[WHAT NEEDS TO BE DONE]:
Transcribe each record exactly. Include every one.
--- Start DATASET EXTRACT ---
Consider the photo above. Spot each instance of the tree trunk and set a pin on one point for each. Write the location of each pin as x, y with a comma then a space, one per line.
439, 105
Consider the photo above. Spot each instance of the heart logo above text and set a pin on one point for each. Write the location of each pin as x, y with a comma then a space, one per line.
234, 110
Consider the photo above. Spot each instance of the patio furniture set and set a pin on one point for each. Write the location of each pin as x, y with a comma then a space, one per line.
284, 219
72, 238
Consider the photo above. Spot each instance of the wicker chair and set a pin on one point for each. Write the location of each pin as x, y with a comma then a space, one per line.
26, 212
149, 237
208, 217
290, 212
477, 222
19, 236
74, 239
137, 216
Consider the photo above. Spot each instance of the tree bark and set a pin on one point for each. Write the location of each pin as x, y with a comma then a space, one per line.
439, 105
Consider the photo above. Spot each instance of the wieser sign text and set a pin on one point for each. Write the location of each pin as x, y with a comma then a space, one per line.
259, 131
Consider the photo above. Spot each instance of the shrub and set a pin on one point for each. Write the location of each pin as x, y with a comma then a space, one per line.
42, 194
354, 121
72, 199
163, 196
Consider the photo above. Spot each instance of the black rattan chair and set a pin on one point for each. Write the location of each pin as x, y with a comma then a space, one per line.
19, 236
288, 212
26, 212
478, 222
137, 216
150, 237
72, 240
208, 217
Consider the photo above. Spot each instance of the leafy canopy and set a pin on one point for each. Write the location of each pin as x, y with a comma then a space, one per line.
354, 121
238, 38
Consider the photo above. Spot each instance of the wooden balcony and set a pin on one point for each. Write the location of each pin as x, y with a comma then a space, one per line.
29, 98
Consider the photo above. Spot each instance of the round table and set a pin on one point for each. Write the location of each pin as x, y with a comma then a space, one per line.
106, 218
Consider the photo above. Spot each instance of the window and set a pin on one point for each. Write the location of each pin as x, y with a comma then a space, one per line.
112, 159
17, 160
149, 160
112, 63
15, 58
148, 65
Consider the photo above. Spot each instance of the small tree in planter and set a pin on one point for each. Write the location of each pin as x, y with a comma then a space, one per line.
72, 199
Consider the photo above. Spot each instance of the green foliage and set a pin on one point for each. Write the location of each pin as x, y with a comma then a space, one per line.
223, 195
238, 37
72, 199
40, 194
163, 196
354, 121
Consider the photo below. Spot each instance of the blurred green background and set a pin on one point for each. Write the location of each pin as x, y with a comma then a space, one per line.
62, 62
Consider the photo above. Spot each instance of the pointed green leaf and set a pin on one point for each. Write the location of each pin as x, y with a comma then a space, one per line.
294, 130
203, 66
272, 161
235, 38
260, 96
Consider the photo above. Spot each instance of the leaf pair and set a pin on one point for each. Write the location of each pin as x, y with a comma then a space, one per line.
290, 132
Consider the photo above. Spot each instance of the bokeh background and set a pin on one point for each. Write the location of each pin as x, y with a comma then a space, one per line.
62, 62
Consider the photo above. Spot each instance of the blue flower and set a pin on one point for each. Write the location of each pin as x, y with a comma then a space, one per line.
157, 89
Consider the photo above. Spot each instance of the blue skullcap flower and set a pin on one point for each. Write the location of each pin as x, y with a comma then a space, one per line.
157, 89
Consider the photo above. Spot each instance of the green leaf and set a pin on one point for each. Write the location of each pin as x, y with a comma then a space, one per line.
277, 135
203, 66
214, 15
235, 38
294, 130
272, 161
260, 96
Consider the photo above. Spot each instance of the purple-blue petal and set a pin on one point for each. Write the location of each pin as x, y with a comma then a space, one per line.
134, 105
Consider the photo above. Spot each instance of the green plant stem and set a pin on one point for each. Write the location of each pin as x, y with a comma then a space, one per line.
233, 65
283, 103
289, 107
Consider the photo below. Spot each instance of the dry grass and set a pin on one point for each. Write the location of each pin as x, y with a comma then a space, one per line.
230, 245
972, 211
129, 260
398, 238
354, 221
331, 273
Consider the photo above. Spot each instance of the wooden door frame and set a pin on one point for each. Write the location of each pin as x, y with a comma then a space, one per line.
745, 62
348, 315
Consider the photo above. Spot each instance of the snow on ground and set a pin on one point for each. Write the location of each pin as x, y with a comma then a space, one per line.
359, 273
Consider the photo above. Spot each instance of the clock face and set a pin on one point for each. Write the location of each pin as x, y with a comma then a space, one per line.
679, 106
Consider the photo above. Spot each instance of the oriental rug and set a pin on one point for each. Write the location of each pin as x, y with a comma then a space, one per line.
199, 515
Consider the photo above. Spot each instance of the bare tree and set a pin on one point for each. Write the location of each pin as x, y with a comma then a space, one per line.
--- End DATASET EXTRACT ---
[RESPONSE FOR THIS EXERCISE]:
Consider the photo above. Spot each instance of the tree trunk and set a pin on one point for each. Write the location of each pin as x, y with a comma then a space, one per line.
439, 105
Consider the photo above. Spot each instance of the heart logo above text and set a pin on one point for each. Write the location of each pin as x, y with a comma then a space, one per line.
234, 110
Consider the photo above. Spot each instance of the patio furniture set and set a pin on one point for each. Write the location of each pin as x, y with a comma then a space, one per line.
284, 219
72, 238
Consider the photo above. Spot each instance of the wicker chair and set a pin on one point for each. Write the location of each pin as x, y with a comma then a space, one per line.
26, 212
149, 237
208, 217
290, 212
477, 222
19, 236
74, 239
137, 216
Consider the photo above. Spot each instance of the tree bark and set a pin on one point for each. Write the location of each pin as x, y with a comma then a space, one per line.
439, 105
Consider the photo above. Spot each instance of the wieser sign text and set a pin on one point for each. Write the location of each pin as x, y with a comma then a space, one per line.
259, 131
Consider the photo above. Spot each instance of the shrub and set a pin on one point for each. Write the location of each pin as x, y with a comma then a space, one per line.
42, 194
354, 121
72, 199
163, 196
Consider the photo above. Spot each instance of the black rattan chair and set a pin on one point for each. Write the location of each pin as x, y with a comma then a space, one per line.
19, 236
288, 212
26, 212
478, 222
137, 216
150, 237
72, 240
208, 217
Consider the photo above. Spot each instance of the leafy canopy and set a pin on one point for each. Write the location of each pin as x, y with a comma then a space, one per line.
354, 121
238, 38
Consider the photo above. Spot each instance of the wooden balcony and set a pin on one point for each. Write the location of each pin as x, y with a comma then a space, one per line.
29, 98
Consider the photo above. Spot each instance of the round table and set a pin on one point for each. Write the location of each pin as x, y with a comma then a space, one per line.
106, 218
Consider the photo above. Spot each instance of the window and set a pin on one point for each. Write the location of each pin as x, y with a comma then a space, one per line.
112, 159
17, 160
149, 160
112, 63
15, 58
148, 65
Consider the photo above. Spot each instance of the small tree in planter and set a pin on one point for each. Write the location of each pin as x, y with a comma then a space, one per line.
72, 199
Consider the photo above. Spot each instance of the green foliage and set a pin on one point for each. Write the location of each pin as x, y with a comma then a space, one per line.
223, 195
238, 37
72, 199
40, 194
163, 196
354, 121
Consider the photo below. Spot each instance of the blurred green background and set a pin on one point for each. Write the location of each pin as x, y with a comma then a space, one per line.
62, 62
Consider the photo above. Spot each instance of the pointed green leaf and set a pin on one point for each. Write the location of each pin as x, y with a comma then a space, one per line.
294, 130
203, 66
272, 161
235, 38
260, 96
Consider the photo above. Spot each instance of the leaf pair and set a pin on one point for each. Write the location of each pin as x, y with a comma then a space, one per line.
290, 132
Consider the photo above. Spot each instance of the bokeh background and set a pin on one point for each. Write the location of each pin as x, y with a comma then a space, one per line.
62, 62
Consider the photo above. Spot each instance of the blue flower and set a pin on one point for each. Write the location of each pin as x, y with a comma then a space, one per line.
157, 89
Consider the photo above. Spot each instance of the blue skullcap flower and set a pin on one point for each. Write the location of each pin as x, y with a comma then a space, one per line.
157, 89
Consider the photo above. Spot each instance of the green leaf and set a pin on one point for each. Write the location of each pin as x, y with a comma then a space, one per line.
277, 135
203, 66
214, 15
235, 38
294, 130
272, 161
260, 96
Consider the photo above. Spot each instance of the purple-blue petal and set a pin on one point for each. Write the location of each pin as x, y with a comma then a space, one per line.
134, 105
Consider the photo above. Spot each instance of the green plant stem and set a pin on one point for each. Write the location of each pin as x, y with a comma then a space, one per line.
233, 65
283, 103
289, 107
Consider the photo below. Spot each instance of the dry grass and set a pin on one point for each. Write the location of each pin as x, y with a comma then a space, one per line.
230, 245
972, 211
129, 260
398, 238
354, 221
331, 273
Consider the photo above. Spot each instance of the wooden door frame and set a pin on one point for each. Write the location of each pin as x, y with a comma then a space, one per line.
745, 62
348, 315
Consider the photo above. Spot each instance of the snow on ground and set a pin on one point for each. Write the location of each pin as x, y with a comma then a space, one per line.
359, 273
Consider the photo above. Spot each instance of the clock face and set a pin on one point for each. Write the location of each pin as x, y with a comma then a space, one per line.
679, 106
Consider the photo above. Spot each instance of the oriental rug and set a pin on one point for each. Write the location of each pin as x, y with a comma then a space, one per line.
199, 515
Consider the photo above. Spot each instance of the bare tree and set a pin on one point for each. Write the location of each pin as x, y with a comma then a space, one per line.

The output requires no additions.